Task: The lines to find are those in the entries that hold the word "pond"; copy every one of them.

Extracted entries Block Start

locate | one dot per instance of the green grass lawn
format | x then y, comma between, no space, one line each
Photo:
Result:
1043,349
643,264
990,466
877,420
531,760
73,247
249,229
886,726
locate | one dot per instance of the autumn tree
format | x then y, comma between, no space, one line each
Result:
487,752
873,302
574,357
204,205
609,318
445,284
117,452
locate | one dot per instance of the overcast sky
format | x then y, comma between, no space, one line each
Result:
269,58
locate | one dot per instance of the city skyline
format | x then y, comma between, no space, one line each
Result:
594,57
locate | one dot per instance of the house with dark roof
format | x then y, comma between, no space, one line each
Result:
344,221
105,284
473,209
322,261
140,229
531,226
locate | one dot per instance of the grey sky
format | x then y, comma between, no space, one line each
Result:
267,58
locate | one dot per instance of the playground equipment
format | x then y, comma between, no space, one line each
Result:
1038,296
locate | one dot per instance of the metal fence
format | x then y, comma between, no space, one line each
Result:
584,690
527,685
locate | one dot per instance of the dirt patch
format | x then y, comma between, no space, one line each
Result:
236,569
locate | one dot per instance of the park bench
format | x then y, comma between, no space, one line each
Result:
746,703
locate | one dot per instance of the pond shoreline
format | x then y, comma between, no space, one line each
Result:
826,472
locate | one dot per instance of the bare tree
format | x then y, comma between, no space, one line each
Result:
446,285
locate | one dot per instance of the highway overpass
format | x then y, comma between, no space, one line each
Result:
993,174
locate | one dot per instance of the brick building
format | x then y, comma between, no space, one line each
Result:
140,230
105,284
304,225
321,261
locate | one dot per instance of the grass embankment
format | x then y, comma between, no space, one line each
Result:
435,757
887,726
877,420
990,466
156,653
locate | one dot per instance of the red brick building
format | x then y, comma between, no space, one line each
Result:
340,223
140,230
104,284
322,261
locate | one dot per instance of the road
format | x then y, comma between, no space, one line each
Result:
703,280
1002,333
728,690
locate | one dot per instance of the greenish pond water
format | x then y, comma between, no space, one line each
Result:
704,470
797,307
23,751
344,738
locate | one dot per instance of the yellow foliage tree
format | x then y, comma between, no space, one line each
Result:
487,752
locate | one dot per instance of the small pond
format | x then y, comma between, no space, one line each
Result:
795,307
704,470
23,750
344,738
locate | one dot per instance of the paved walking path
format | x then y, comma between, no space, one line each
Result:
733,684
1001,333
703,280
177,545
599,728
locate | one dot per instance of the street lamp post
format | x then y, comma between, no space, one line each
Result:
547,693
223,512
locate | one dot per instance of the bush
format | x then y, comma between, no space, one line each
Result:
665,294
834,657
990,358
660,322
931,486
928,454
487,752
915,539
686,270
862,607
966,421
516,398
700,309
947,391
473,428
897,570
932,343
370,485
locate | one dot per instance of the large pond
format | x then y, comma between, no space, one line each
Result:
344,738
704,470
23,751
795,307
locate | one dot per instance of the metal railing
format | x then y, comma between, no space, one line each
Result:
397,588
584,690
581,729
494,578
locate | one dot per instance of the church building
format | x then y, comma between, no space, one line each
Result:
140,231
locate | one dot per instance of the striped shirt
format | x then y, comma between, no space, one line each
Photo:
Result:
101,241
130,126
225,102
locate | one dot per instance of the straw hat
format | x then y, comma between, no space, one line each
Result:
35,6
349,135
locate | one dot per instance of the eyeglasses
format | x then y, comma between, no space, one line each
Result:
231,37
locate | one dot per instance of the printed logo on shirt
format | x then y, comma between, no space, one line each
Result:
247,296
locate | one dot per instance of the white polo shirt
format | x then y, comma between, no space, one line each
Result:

Extracted entries Block End

Answer for this exercise:
locate | one dot per instance of the pond shoreline
locate | one dot per instance of the greenish pond water
locate | one dot per instance of the small pond
locate | one dot per instance of the large pond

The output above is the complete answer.